▶ **CONSIGNE A**
Condensez le paragraphe de l'extrait sur les femmes et l'Ordre maçonnique qui commence par « Quoi ! d'après cet homme », en gardant ses faits principaux.
▶ **CONSIGNE B**
Dans l'extrait sur les femmes et l'Ordre maçonnique, où les femmes iront-elles chercher le fardeau ?
▶ **CONSIGNE C**
Poursuivez l'extrait sur les femmes et l'Ordre maçonnique à partir de sa dernière phrase.

▶ **EXTRAIT SOURCE**
★ ★ ★ ★ ★ ★ ★

Quoi ! d’après cet homme, parlant à ces femmes et les prévenant des obligations qu’elles auront à remplir, en étant tributaires de l’Ordre maçonnique, quoi ! il leur, en coûtera, dit-il, des efforts pour suivre les lois de cette amitié désintéressée ? il a fallu, pour cela, un serment solennel ? cette amitié-là sera un fardeau, que, dès ce jour, elles se sont engagées à porter ?… Mais aussi, comme il s’empresse de les rassurer !… Cessez de vous effrayer, insinue le bon apôtre ; ce fardeau n’est pas au-dessus de vos forces ; grâce à la délicatesse de vos organes, vous irez le chercher de vous-mêmes ; vous l’irez chercher dans le sentier étroit de la vertu, et ce sentier, nous tâcherons toujours de vous le parsemer de fleurs !

★ ★ ★ ★ ★ ★ ★

▶ **ENSEMBLE D'ENTRÉES**
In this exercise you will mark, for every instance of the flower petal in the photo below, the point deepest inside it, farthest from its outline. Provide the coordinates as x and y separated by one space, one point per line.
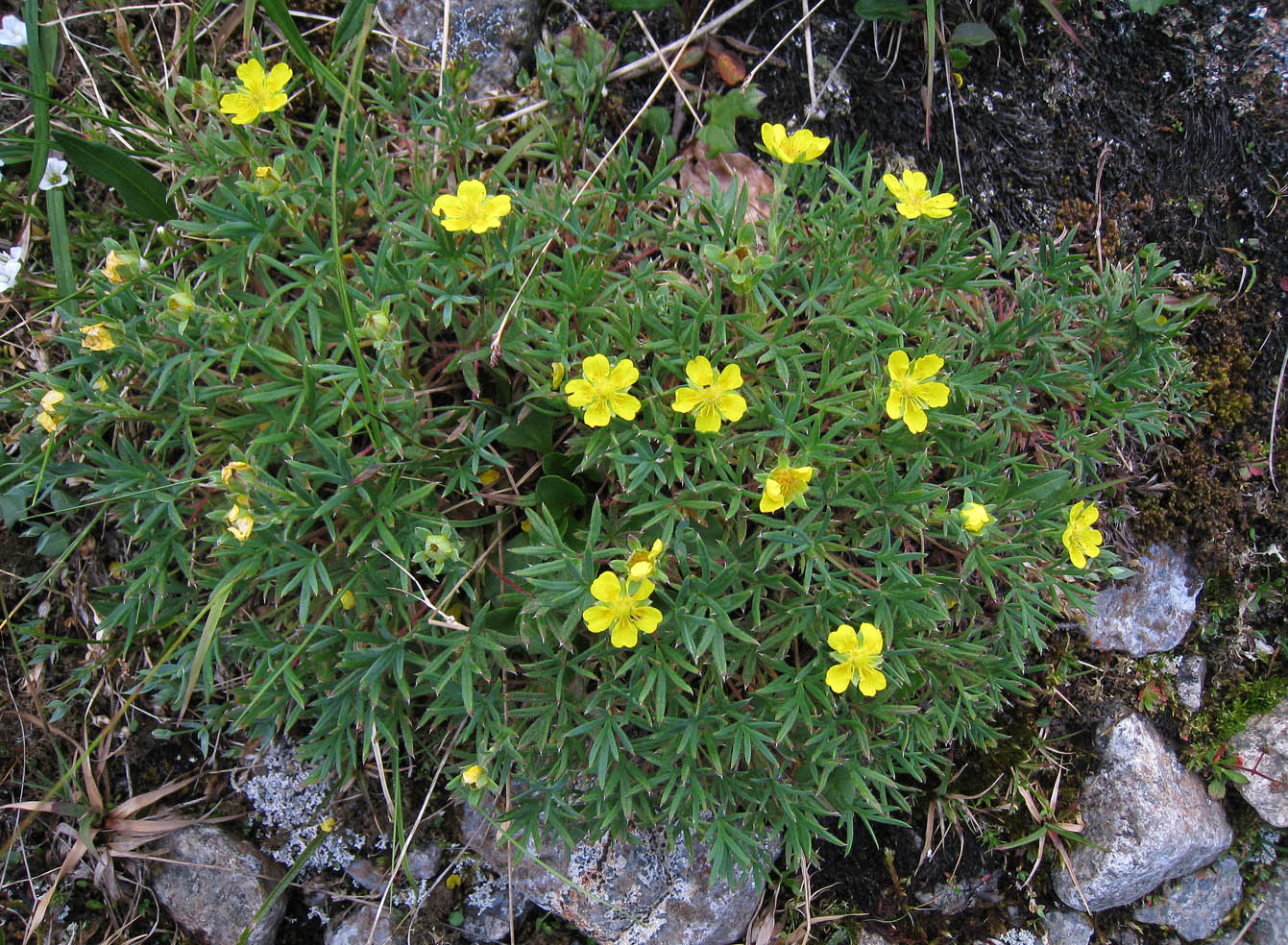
732 407
625 405
597 618
871 680
838 677
607 587
872 642
897 365
595 369
686 400
699 374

★ ★ ★ ★ ★ ★ ★

▶ **RÉSULTAT DE L'EXERCICE A**
Le passage raille le discours d'un homme qui prévient des femmes de leurs obligations envers l'Ordre maçonnique. Selon lui, suivre les lois d'une amitié désintéressée leur coûtera des efforts et a exigé un serment solennel. Cette amitié est un fardeau qu'elles se sont engagées à porter dès ce jour. Il s'empresse ensuite de les rassurer. Ce fardeau ne dépasse pas leurs forces, et la délicatesse de leurs organes les mènera à le chercher d'elles-mêmes dans le sentier étroit de la vertu. On tâchera toujours de leur parsemer ce sentier de fleurs.

▶ **RÉSULTAT DE L'EXERCICE B**
Dans le sentier étroit de la vertu.

▶ **RÉSULTAT DE L'EXERCICE C**
Est-ce bien d’une amitié honnête qu’il s’agit, quand le f∴ orateur dit que la première impression de ce sentiment est plus forte que la raison, plus impérieuse que les raisonnements, auxquels elle impose un absolu silence ?… Est-ce bien de l’amitié pure et simple qu’il est question, quand il dit qu’il n’y a, entre elle et un sentiment de nature à jeter un désordre tumultueux dans les sens, qu’une nuance légère, que l’haleine brûlante du désir a bientôt effacée ?… Et condamne-t-il vraiment ce passage d’un sentiment à l’autre, ou, pour mieux dire, cette chute, alors qu’il en montre avec complaisance le tableau, dans un dédale d’enchantements, où la molle volupté, couchée sur un lit de roses, sourit à la beauté qui lui fait des esclaves ? alors qu’il a soin d’ajouter que, si la surveillance, que chaque frère doit exercer sur soi pour ne pas succomber vient à s’oublier quelquefois, la raison, soutenue par les principes maçonniques, viendra à son secours, comme Ariane ?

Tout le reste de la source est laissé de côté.